:: PROVIDED INFORMATION ::

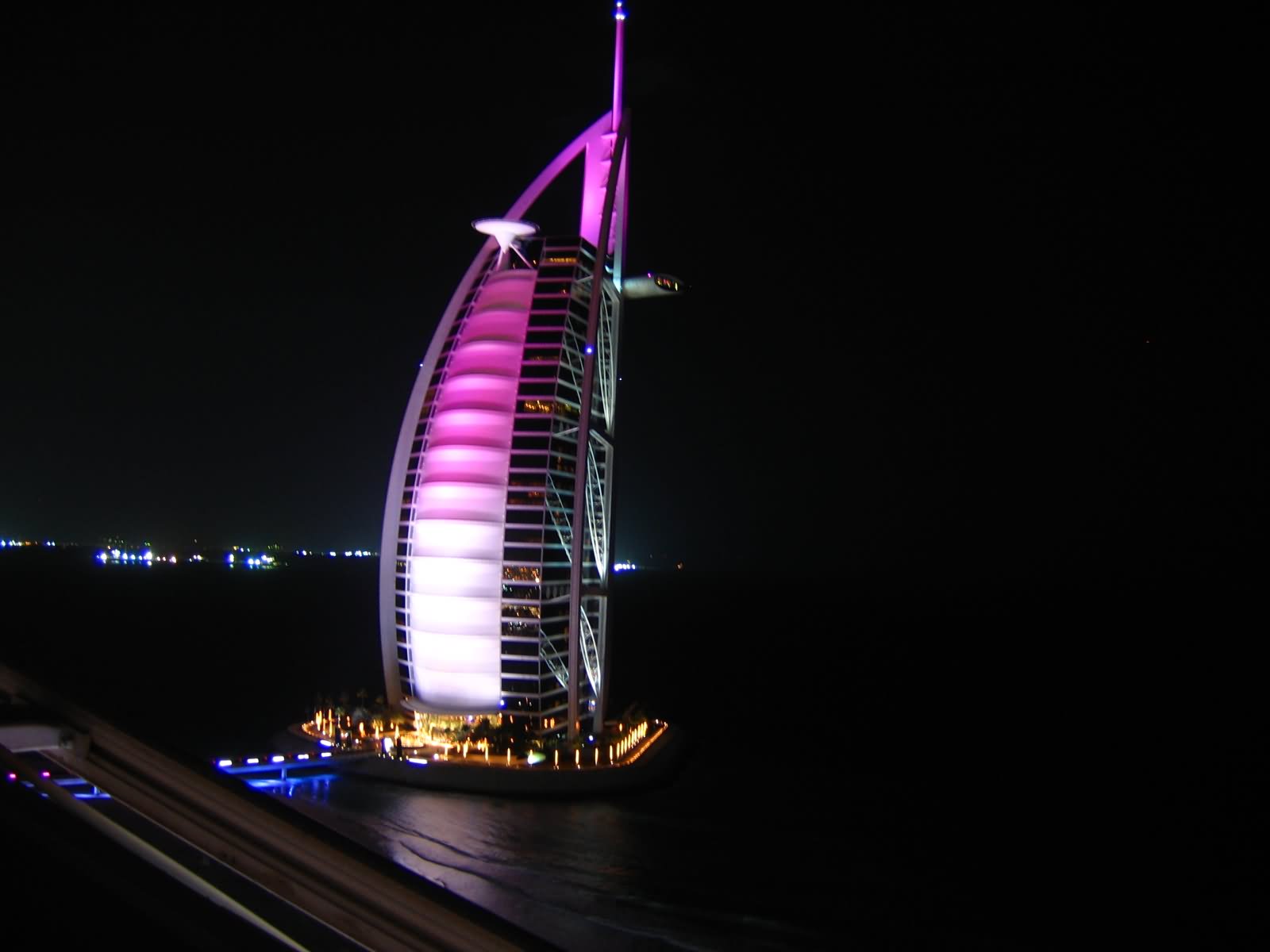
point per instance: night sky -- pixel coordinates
(968, 292)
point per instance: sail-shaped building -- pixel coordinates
(495, 550)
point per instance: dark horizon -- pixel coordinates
(964, 290)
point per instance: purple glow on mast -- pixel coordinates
(600, 152)
(620, 16)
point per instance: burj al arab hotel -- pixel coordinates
(495, 552)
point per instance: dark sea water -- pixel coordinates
(892, 765)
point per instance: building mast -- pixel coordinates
(615, 144)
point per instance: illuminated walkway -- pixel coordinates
(248, 857)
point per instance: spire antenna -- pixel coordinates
(620, 17)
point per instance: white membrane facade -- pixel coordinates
(495, 550)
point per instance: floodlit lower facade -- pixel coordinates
(495, 550)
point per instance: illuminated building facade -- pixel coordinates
(495, 549)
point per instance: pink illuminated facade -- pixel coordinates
(495, 550)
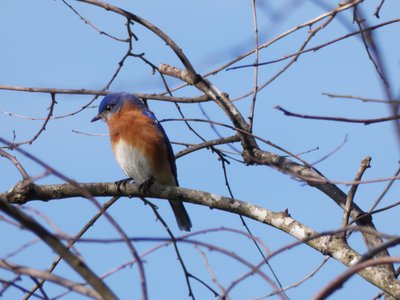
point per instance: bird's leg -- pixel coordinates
(123, 182)
(145, 186)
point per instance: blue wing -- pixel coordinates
(171, 156)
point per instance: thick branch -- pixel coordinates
(328, 245)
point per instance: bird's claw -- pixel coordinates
(122, 182)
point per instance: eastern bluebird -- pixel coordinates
(140, 145)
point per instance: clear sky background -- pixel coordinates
(44, 44)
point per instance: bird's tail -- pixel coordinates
(181, 215)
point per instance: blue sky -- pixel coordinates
(44, 44)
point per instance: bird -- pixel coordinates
(140, 146)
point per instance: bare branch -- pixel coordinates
(68, 284)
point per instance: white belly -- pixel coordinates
(132, 162)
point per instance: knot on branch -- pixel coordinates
(18, 194)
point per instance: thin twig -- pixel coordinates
(365, 164)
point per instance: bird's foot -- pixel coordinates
(122, 182)
(145, 186)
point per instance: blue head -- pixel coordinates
(112, 103)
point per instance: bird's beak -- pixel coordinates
(96, 118)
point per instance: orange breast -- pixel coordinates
(141, 132)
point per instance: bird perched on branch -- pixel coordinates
(141, 146)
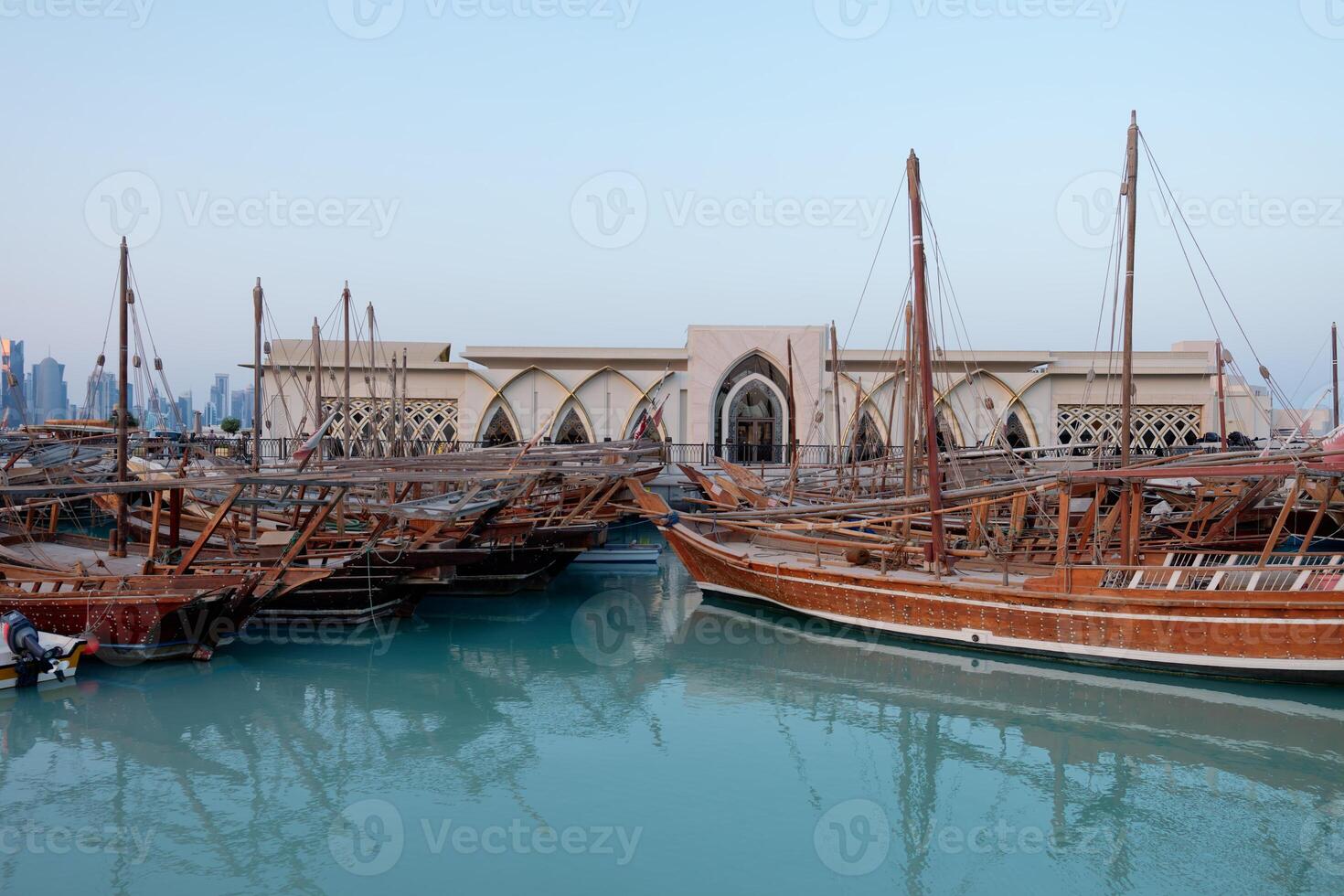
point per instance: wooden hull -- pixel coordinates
(139, 624)
(1257, 635)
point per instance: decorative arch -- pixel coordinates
(499, 426)
(754, 377)
(867, 443)
(643, 409)
(1014, 432)
(755, 420)
(572, 429)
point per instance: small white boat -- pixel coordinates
(623, 554)
(30, 657)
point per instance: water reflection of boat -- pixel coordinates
(1077, 716)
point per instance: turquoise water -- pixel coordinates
(618, 733)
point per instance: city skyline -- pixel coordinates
(752, 182)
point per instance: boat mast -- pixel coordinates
(319, 415)
(1221, 400)
(257, 314)
(1126, 384)
(794, 429)
(1335, 369)
(345, 404)
(123, 400)
(925, 346)
(835, 389)
(371, 386)
(909, 411)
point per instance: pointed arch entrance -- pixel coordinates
(867, 441)
(571, 430)
(752, 412)
(499, 430)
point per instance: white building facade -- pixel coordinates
(728, 391)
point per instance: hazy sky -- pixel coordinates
(608, 172)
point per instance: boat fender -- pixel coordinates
(20, 635)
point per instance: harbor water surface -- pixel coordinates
(621, 732)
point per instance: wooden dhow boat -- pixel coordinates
(1093, 592)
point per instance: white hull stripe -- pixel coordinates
(1024, 645)
(992, 604)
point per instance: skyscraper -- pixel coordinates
(219, 400)
(183, 420)
(101, 398)
(11, 382)
(240, 406)
(48, 389)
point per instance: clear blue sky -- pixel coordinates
(474, 123)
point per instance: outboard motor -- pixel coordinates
(22, 638)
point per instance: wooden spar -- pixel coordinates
(794, 429)
(835, 389)
(891, 426)
(345, 402)
(1335, 369)
(794, 409)
(319, 417)
(194, 551)
(391, 402)
(123, 400)
(1221, 398)
(257, 314)
(371, 384)
(1320, 516)
(400, 406)
(1272, 541)
(174, 518)
(925, 346)
(1126, 380)
(296, 547)
(909, 417)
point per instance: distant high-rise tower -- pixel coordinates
(11, 383)
(219, 400)
(48, 389)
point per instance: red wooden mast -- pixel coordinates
(925, 348)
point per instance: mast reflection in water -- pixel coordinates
(620, 732)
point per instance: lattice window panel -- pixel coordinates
(571, 430)
(1153, 425)
(426, 420)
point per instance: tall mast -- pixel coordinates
(123, 400)
(257, 315)
(1221, 400)
(345, 404)
(794, 415)
(835, 389)
(1126, 384)
(907, 434)
(1335, 369)
(319, 415)
(925, 346)
(371, 386)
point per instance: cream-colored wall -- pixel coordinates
(608, 387)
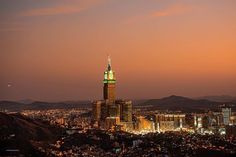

:: SET PROBLEM ::
Rewrite everything from the line containing "point per instance: red" down to the end of the items, swapping "mast" for "pole" and leaving all else unchanged. Leave the pictures out of your answer.

:: EXERCISE RESPONSE ::
point per instance: red wooden pole -- pixel coordinates
(925, 348)
point per instance: pole reflection in water -- pixel coordinates
(620, 732)
point per instance: lattice window panel -- pixel coordinates
(571, 430)
(1153, 425)
(426, 420)
point per instance: tall pole -- pixel coordinates
(123, 400)
(257, 315)
(1221, 400)
(345, 404)
(794, 415)
(835, 389)
(1126, 384)
(907, 434)
(1335, 369)
(319, 415)
(925, 346)
(371, 386)
point per instance: cream-colored wall -- pixel coordinates
(608, 387)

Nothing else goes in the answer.